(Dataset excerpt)
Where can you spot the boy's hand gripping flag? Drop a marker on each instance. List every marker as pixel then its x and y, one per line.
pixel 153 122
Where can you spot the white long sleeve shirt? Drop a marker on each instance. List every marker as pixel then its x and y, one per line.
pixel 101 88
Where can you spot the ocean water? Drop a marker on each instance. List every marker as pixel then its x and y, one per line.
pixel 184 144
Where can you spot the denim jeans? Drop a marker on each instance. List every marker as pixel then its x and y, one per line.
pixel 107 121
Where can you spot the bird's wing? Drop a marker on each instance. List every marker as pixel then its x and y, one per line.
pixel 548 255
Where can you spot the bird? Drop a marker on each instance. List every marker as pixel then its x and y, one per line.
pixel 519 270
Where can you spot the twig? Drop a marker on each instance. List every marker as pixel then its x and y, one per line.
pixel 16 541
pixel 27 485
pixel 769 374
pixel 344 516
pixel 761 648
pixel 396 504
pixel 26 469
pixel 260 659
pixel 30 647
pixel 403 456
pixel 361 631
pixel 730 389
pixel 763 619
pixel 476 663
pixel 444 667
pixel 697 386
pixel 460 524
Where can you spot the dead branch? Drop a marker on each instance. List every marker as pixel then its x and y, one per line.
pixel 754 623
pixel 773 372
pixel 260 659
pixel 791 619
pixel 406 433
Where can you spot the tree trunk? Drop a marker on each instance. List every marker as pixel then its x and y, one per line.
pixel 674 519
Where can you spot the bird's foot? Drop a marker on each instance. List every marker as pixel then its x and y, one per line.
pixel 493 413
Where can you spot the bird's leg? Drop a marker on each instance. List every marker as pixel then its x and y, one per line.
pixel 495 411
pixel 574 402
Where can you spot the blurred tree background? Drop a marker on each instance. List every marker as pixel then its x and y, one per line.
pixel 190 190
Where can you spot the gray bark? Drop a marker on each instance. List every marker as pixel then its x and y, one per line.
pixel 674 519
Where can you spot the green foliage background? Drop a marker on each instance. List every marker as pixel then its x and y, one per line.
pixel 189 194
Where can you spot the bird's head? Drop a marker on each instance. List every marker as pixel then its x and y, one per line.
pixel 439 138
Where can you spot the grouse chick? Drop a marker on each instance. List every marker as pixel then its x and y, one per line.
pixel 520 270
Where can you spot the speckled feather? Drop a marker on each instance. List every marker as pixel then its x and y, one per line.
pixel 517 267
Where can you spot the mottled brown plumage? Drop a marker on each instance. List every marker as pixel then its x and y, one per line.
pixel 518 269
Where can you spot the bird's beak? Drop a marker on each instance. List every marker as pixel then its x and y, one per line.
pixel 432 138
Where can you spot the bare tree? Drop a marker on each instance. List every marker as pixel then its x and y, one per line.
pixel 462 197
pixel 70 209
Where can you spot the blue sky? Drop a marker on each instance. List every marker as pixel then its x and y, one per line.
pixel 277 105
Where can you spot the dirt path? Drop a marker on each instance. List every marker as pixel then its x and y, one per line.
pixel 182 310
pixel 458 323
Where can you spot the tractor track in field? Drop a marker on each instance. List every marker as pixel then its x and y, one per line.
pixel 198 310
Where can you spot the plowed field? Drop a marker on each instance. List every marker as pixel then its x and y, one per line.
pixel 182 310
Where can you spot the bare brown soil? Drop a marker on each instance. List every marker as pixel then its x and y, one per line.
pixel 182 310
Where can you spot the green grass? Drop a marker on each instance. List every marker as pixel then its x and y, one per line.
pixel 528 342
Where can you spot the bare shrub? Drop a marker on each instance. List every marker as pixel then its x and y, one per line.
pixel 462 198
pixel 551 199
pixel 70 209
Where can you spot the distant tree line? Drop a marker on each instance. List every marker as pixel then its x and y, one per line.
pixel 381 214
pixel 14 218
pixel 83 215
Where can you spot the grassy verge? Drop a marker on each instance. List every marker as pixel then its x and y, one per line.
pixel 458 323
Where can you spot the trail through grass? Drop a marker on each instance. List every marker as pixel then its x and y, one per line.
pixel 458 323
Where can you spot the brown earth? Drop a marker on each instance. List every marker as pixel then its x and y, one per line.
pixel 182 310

_Task to carry out_.
Make an exact copy of all the data.

_Result of this exercise_.
Where can you spot the boy's hand gripping flag? Drop a marker on each instance. List every marker as pixel then its x and y, one per line.
pixel 153 122
Where can you spot the white long sleeve shirt? Drop a marker on each instance. List every marker as pixel then its x and y, one per line.
pixel 101 88
Where can you spot the ocean water? Drop a marker on each instance. List every marker as pixel then its x and y, one per line.
pixel 184 144
Where can you spot the denim jeans? Drop a marker on each instance. List every marker as pixel then its x and y, one per line.
pixel 107 121
Where can you spot the bird's wing? Drop a marker on each instance. List every marker as pixel then its x and y, one per line.
pixel 548 255
Where can you spot the bird? Drop a marker on each instance. List every marker as pixel then its x and y, one per line.
pixel 519 270
Where can you spot the twig? Drop a marker on each instance. List every marker as pixel then its x and y, one per line.
pixel 16 541
pixel 27 485
pixel 769 374
pixel 344 516
pixel 761 648
pixel 396 504
pixel 26 469
pixel 260 659
pixel 30 647
pixel 403 456
pixel 361 631
pixel 730 389
pixel 763 619
pixel 476 663
pixel 444 667
pixel 697 386
pixel 460 524
Where can you spot the dead branch? Drop a marker on each instance. List every marker as pixel then its x and y, one per line.
pixel 754 623
pixel 773 372
pixel 260 659
pixel 791 619
pixel 406 433
Where can you spot the tree trunk? Drop a marker on each instance. List every marker as pixel then its x and y, one per line.
pixel 674 519
Where can you spot the bird's foot? Drop a marker on each instance. List every marker as pixel then its x and y, one per line.
pixel 493 413
Where can you spot the bird's leg? Drop a marker on each instance. List every marker as pixel then its x and y, one per line.
pixel 495 411
pixel 574 402
Where can you spot the blurred tree background? Drop a marker on each instance. List every marker as pixel then its x and y, one per line.
pixel 190 190
Where can you spot the gray bark? Drop a marker on each instance. List every marker as pixel then its x and y, one per line.
pixel 674 519
Where can you spot the green foliage background? Drop a marker on each instance. List every marker as pixel then its x and y, one per line.
pixel 189 194
Where can you spot the bird's head? Drop a marker on each instance. List every marker as pixel then its x and y, one per line.
pixel 439 138
Where can you spot the grouse chick? Drop a marker on each instance. List every marker as pixel then its x and y, one per line.
pixel 520 270
Where can you spot the speckled feather? Drop a marker on each instance. List every marker as pixel then its x and y, one per line.
pixel 517 267
Where can you spot the mottled brown plumage? Drop a marker on each instance. List every marker as pixel then its x and y, one per line.
pixel 518 269
Where can you spot the bird's beak? Drop a marker on each instance. List every marker as pixel then its x and y, one per line.
pixel 432 138
Where can you spot the bare tree? Drop a marker on each instance. List every marker as pixel then its x and y, one per line.
pixel 462 197
pixel 70 209
Where can you spot the blue sky? Drop a marker on each instance. List every marker as pixel then its x and y, one per line.
pixel 277 105
Where can you spot the dirt path? Drop a marker on each instance. List every marker as pixel then its x and y, one per line.
pixel 182 310
pixel 458 323
Where can you spot the tractor track in field? Drop a marker on each instance. List every marker as pixel then its x and y, one per line.
pixel 198 310
Where can you spot the plowed field? Drop a marker on each instance. List every marker as pixel then its x and y, one per line.
pixel 182 310
Where can you spot the bare brown soil? Drop a marker on each instance. List every marker as pixel then its x and y, one per line.
pixel 182 310
Where can you spot the green grass? Drop a marker on each instance. List every marker as pixel then its x and y, one per line.
pixel 528 342
Where can you spot the bare shrub? Drop a marker on each instance. List every marker as pixel then its x and y, one per line.
pixel 462 198
pixel 551 199
pixel 70 209
Where can you spot the distant tree line? Drop a marker on each instance. List every marker as pixel then its x and y, one per line.
pixel 381 214
pixel 14 218
pixel 83 215
Where can you spot the grassy verge? Drop a marker on each instance. List every marker as pixel then its x and y, one per line.
pixel 458 323
Where can you spot the trail through grass? Drop a marker on each instance. List every marker as pixel then its x and y, one per line.
pixel 458 323
Where can you spot the brown earth? Drop a marker on each instance. List every marker as pixel then its x and y, one per line.
pixel 182 310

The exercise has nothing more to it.